- _Short exercise_
Turn every line of the records below into a numbered list. Drop any blank lines and leave the pictures out.

- _Data to use_

__________________________________________________

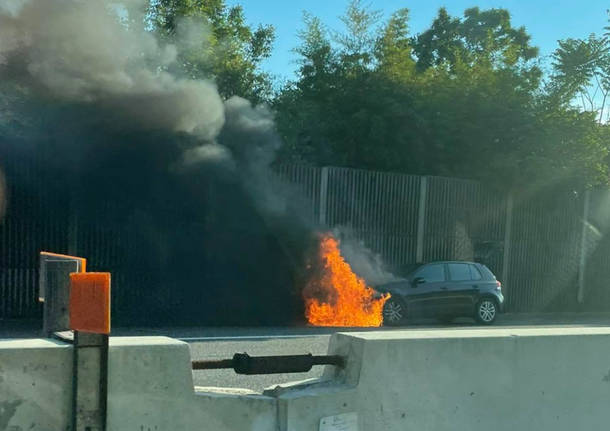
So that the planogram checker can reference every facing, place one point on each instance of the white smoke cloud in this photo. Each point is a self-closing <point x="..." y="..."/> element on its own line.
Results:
<point x="363" y="261"/>
<point x="82" y="51"/>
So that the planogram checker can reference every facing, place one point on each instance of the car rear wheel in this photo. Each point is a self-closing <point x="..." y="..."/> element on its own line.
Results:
<point x="486" y="311"/>
<point x="446" y="320"/>
<point x="394" y="312"/>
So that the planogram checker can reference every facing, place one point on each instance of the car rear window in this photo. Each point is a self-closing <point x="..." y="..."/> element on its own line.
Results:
<point x="459" y="271"/>
<point x="487" y="274"/>
<point x="475" y="274"/>
<point x="432" y="273"/>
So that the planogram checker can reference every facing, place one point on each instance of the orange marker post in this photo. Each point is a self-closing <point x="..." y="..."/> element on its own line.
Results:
<point x="90" y="302"/>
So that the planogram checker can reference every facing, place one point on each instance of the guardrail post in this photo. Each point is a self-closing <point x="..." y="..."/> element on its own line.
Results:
<point x="507" y="239"/>
<point x="582" y="264"/>
<point x="323" y="195"/>
<point x="421" y="219"/>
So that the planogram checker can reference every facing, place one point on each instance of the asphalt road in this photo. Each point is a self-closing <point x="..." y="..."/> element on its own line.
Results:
<point x="263" y="342"/>
<point x="222" y="343"/>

__________________________________________________

- _Problem solution_
1. So that the planogram checker can reference every facing, place one point on each instance of the white smoke cloud in this photo. Each point is a self-closing <point x="..." y="..."/> element on its own line.
2. Results:
3. <point x="363" y="261"/>
4. <point x="82" y="51"/>
5. So that the planogram checker can reference every facing, place one point on each instance of the car rear wheel in this photo. Each point is a self-closing <point x="..." y="..."/> element on its own line.
6. Results:
7. <point x="486" y="311"/>
8. <point x="446" y="320"/>
9. <point x="394" y="312"/>
10. So that the planogram checker can reference every facing, place one point on each instance of the car rear window in this photo. Each point is a self-closing <point x="..." y="..."/> element on its own line.
11. Results:
12. <point x="459" y="271"/>
13. <point x="487" y="274"/>
14. <point x="475" y="274"/>
15. <point x="432" y="273"/>
16. So that the planogram checker can reference every facing, place one point on each instance of the orange marker post in this photo. Each point is a self-closing <point x="..." y="..."/> element on its own line.
17. Results:
18. <point x="90" y="302"/>
19. So that the planogram checker can reference every facing, place one point on each instance of the guardrail post in this photo. Each point is a self-closing <point x="..." y="..."/> element on its own line.
20. Results:
21. <point x="507" y="239"/>
22. <point x="582" y="264"/>
23. <point x="323" y="195"/>
24. <point x="421" y="219"/>
25. So that the planogram checker can reference every facing, place one point on each instance of the asphalt road in this photo. Each point is a self-closing <point x="..." y="..."/> element on its own line.
26. Results:
27. <point x="263" y="342"/>
28. <point x="222" y="343"/>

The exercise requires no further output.